* _Fragmento_
"""
He salido a fumar un cigarrito por la calle que nos trae hasta casa, sintiendo las hojas de los árboles bajo mis botas y la lluvia sobre mi paraguas, y, tras recordar la entrada de Lenka sobre cómo estamos, me he sorprendido preguntándome qué es para mí la felicidad.
Me he contestado que yo me siento feliz cuando no tengo que preocuparme de la salud de ninguna de las personas a las que amo, y que a partir de ahí lo más cotidiano y sencillo paso a catalogarlo como felicidad, y me doy cuenta que cuando me pongo a buscar situaciones en las que me siento feliz me encuentro con mis ratos más cotidianos:
Despertar atada a sus piernas, besarlo y volverlo a besar. Ponerme el pijama, desayunar solos frente al mar y sin que haga falta hablar, y despedirnos con un beso sin palabras pero que lo dice todo, incluso lo dormidos que seguimos estando.
Lavarme los dientes con la pasta de menta y bicarbonato que hace la hija de Arantxa, ducharme viendo los árboles y untarme de crema hasta las orejas. Pintarme una raya marrón, verde, o azul en los párpados, según el día y la camiseta, peinar y estirar mis pestañas con gel, vestirme, mirarme al espejo y…gustarme.
Abrir las persianas, poner albornoces, besos y desayunos, ayudarles a despertar, a vestirse, a bajar al cole, besarlos y volverlos a besar y salir a trabajar, recordando que a la ex de mi chico le haya salido un curro tan fascinante, con un jefe tan maravilloso, que de repente ha caído en la cuenta de que los niños como mejor están es… con su padre… ¡juhuuuu!
Mi actual trabajo me gusta mucho (además tengo el privilegio de poder partir jornada y sueldo a la mitad casi todo el año) me permite conocer a un montón de personas catalogadas por la administración como “colectivos”, pero que casi siempre pasan a formar parte de mi patrimonio personal. Aunque a veces piense que ya he conocido a medio mundo, no pasa un solo día de mi vida que no vuelva a casa sorprendida por algo que haya visto, o hayan dicho delante de mí.
La última semana me encontré con una mariscadora que arando la bajamar escuchaba “Los pescadores de perlas” de Bizet en su mp3, y con unas agricultoras, y amas de casa rurales, de más de sesenta años, que cultivan mariguana, como otras cultivan orquídeas. Mujeres que han aprendido a descreer que sean los hijos y los nietos los productores en exclusiva de su felicidad, y que muestran orgullosas el minucioso plan de viabilidad de su futura cooperativa, que dedicarán a la elaboración de empanadas de algas. Mujeres que ríen, cómplices de risa floja, de lo poco que en ellas creen los demás.
"""
* _Consigna 1_
Transcribe del fragmento sobre la felicidad el pasaje que va desde "Lavarme los dientes" hasta "al espejo y…gustarme.", este último incluido.
* _Consigna 2_
Convierte a un CSV de dos columnas, por favor, el listado desde la línea que contiene "For the evaluation, point out each instance of the garage" hasta el final, incluida esa línea. Usa las columnas "texto" y "respuesta", con una fila para cada texto y su respuesta, cada uno en un único campo entre comillas y con los saltos de línea cambiados por espacios.
El fragmento sobre la felicidad y el listado son materiales independientes entre sí.

* _Elementos del conjunto de datos_
"""
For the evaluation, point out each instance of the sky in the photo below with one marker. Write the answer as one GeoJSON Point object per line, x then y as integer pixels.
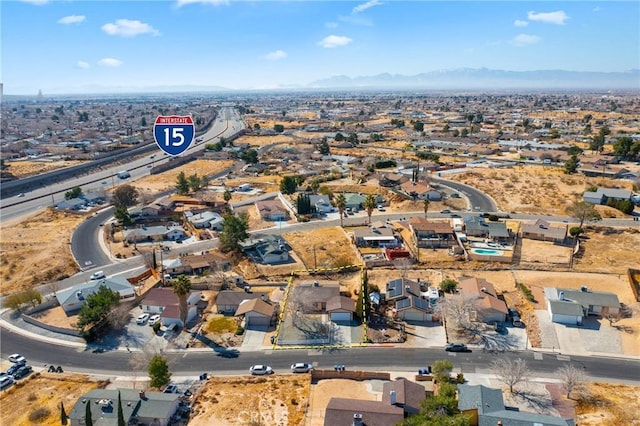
{"type": "Point", "coordinates": [79, 46]}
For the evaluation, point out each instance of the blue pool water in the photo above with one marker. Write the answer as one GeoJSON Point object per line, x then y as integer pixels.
{"type": "Point", "coordinates": [487, 252]}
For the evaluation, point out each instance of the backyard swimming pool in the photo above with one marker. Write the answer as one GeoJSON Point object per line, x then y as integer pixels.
{"type": "Point", "coordinates": [487, 252]}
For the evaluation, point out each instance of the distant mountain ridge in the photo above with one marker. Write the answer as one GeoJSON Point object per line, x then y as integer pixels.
{"type": "Point", "coordinates": [483, 78]}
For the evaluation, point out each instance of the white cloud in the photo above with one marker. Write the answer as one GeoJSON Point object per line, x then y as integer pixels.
{"type": "Point", "coordinates": [128, 28]}
{"type": "Point", "coordinates": [110, 62]}
{"type": "Point", "coordinates": [558, 17]}
{"type": "Point", "coordinates": [364, 6]}
{"type": "Point", "coordinates": [72, 19]}
{"type": "Point", "coordinates": [36, 2]}
{"type": "Point", "coordinates": [525, 40]}
{"type": "Point", "coordinates": [181, 3]}
{"type": "Point", "coordinates": [334, 41]}
{"type": "Point", "coordinates": [275, 55]}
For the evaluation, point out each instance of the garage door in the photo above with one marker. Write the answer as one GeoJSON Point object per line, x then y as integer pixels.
{"type": "Point", "coordinates": [340, 316]}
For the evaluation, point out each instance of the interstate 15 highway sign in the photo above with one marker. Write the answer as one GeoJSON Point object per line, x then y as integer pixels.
{"type": "Point", "coordinates": [173, 133]}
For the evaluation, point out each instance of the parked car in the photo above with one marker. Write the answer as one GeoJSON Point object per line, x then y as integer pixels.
{"type": "Point", "coordinates": [142, 318]}
{"type": "Point", "coordinates": [23, 371]}
{"type": "Point", "coordinates": [260, 370]}
{"type": "Point", "coordinates": [301, 367]}
{"type": "Point", "coordinates": [154, 319]}
{"type": "Point", "coordinates": [17, 358]}
{"type": "Point", "coordinates": [456, 347]}
{"type": "Point", "coordinates": [6, 381]}
{"type": "Point", "coordinates": [98, 275]}
{"type": "Point", "coordinates": [170, 389]}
"""
* _Respuesta completa 1_
Lavarme los dientes con la pasta de menta y bicarbonato que hace la hija de Arantxa, ducharme viendo los árboles y untarme de crema hasta las orejas. Pintarme una raya marrón, verde, o azul en los párpados, según el día y la camiseta, peinar y estirar mis pestañas con gel, vestirme, mirarme al espejo y…gustarme.

* _Respuesta completa 2_
texto,respuesta
"For the evaluation, point out each instance of the garage door in the photo above with one marker. Write the answer as one GeoJSON Point object per line, x then y as integer pixels.","{""type"": ""Point"", ""coordinates"": [340, 316]}"
"For the evaluation, point out each instance of the interstate 15 highway sign in the photo above with one marker. Write the answer as one GeoJSON Point object per line, x then y as integer pixels.","{""type"": ""Point"", ""coordinates"": [173, 133]}"
"For the evaluation, point out each instance of the parked car in the photo above with one marker. Write the answer as one GeoJSON Point object per line, x then y as integer pixels.","{""type"": ""Point"", ""coordinates"": [142, 318]} {""type"": ""Point"", ""coordinates"": [23, 371]} {""type"": ""Point"", ""coordinates"": [260, 370]} {""type"": ""Point"", ""coordinates"": [301, 367]} {""type"": ""Point"", ""coordinates"": [154, 319]} {""type"": ""Point"", ""coordinates"": [17, 358]} {""type"": ""Point"", ""coordinates"": [456, 347]} {""type"": ""Point"", ""coordinates"": [6, 381]} {""type"": ""Point"", ""coordinates"": [98, 275]} {""type"": ""Point"", ""coordinates"": [170, 389]}"